_LIST OF TASKS_:
a) Print the passage of the rice yield abstract starting with "AsiaRiceYield4km is a" and going on through "et al., 2022).", reproducing it word for word.
b) Output, character for character, the lines of the records starting with the line with "x,y arrow then" and going on through the line with "260,305 -> 549,522", and nothing else.

Abstract. Rice is the most important staple food in Asia. However,
high-spatiotemporal-resolution rice yield datasets are limited over this
large region. The lack of such products greatly hinders studies that are
aimed at accurately assessing the impacts of climate change and simulating
agricultural production. Based on annual rice maps in Asia, we incorporated
multisource predictors into three machine learning (ML) models to generate
a high-spatial-resolution (4 km) seasonal rice yield dataset
(AsiaRiceYield4km) for the 1995–2015 period. Predictors were divided into four
categories that considered the most comprehensive rice growth conditions, and
the optimal ML model was determined based on an inverse probability weighting method. The results showed that AsiaRiceYield4km achieves good accuracy for
seasonal rice yield estimation (single rice: R2=0.88, RMSE = 920 kg ha−1; double rice: R2=0.91, RMSE = 554 kg ha−1; and triple rice:
R2=0.93, RMSE = 588 kg ha−1). Compared with single rice from the Spatial
Production Allocation Model (SPAM), the R2 of AsiaRiceYield4km was
improved by 0.20, and the RMSE was reduced by 618 kg ha−1 on average. In particular,
constant environmental conditions, including longitude, latitude, elevation
and soil properties, contributed the most (∼ 45 %) to rice
yield estimation. For different rice growth periods, we found that the
predictors of the reproductive period had greater impacts on rice yield
prediction than those of the vegetative period and the whole growing period.
AsiaRiceYield4km is a novel long-term gridded rice yield dataset that can
fill the unavailability of high-spatial-resolution seasonal yield products
across major rice production areas and promote more relevant studies on
agricultural sustainability worldwide. AsiaRiceYield4km can be downloaded
from the following open-access data repository:
https://doi.org/10.5281/zenodo.6901968 (Wu et al., 2022).

_SUPPLIED ENTRIES_:
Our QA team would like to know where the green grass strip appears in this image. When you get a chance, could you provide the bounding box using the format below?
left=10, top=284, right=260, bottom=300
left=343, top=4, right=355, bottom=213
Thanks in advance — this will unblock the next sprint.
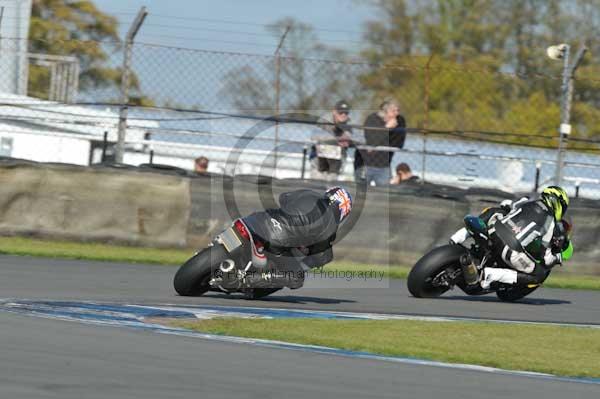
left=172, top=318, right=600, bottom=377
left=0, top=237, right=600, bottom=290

--

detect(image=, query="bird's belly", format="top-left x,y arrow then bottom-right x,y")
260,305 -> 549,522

_ANSWERS FOR THIS EXERCISE_:
a)
AsiaRiceYield4km is a novel long-term gridded rice yield dataset that can
fill the unavailability of high-spatial-resolution seasonal yield products
across major rice production areas and promote more relevant studies on
agricultural sustainability worldwide. AsiaRiceYield4km can be downloaded
from the following open-access data repository:
https://doi.org/10.5281/zenodo.6901968 (Wu et al., 2022).

b)
detect(image=, query="bird's belly", format="top-left x,y arrow then bottom-right x,y")
260,305 -> 549,522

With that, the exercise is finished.